======== PAGE
Lecture 1-3 - Prerequisites

Study Tips

Raise the bar on understanding
When do you feel like your studying has succeeded?
- When you get the solutions to the practice final?
- When you can see the solutions without seeing the practice final?
Recall
Half of the battle is remembering what you need, when you need it. (The other half is doing something once you remeber the information)
Spaced Repetition is a class of algorithms that remind you of things on an efficient schedule. Widely used for flashcard apps like Anki
Pay attention to the “knowledge tree”
================
TASK DESCRIPTION:
In one to three sentences, explain why the study tips treat recall as important.
======== MATERIAL
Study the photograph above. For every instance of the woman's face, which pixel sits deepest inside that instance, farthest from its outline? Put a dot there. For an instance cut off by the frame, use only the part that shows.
================
SOLUTION:
Recall is half of the battle, because you have to remember what you need at the moment you need it. The other half is acting on that information once you remember it.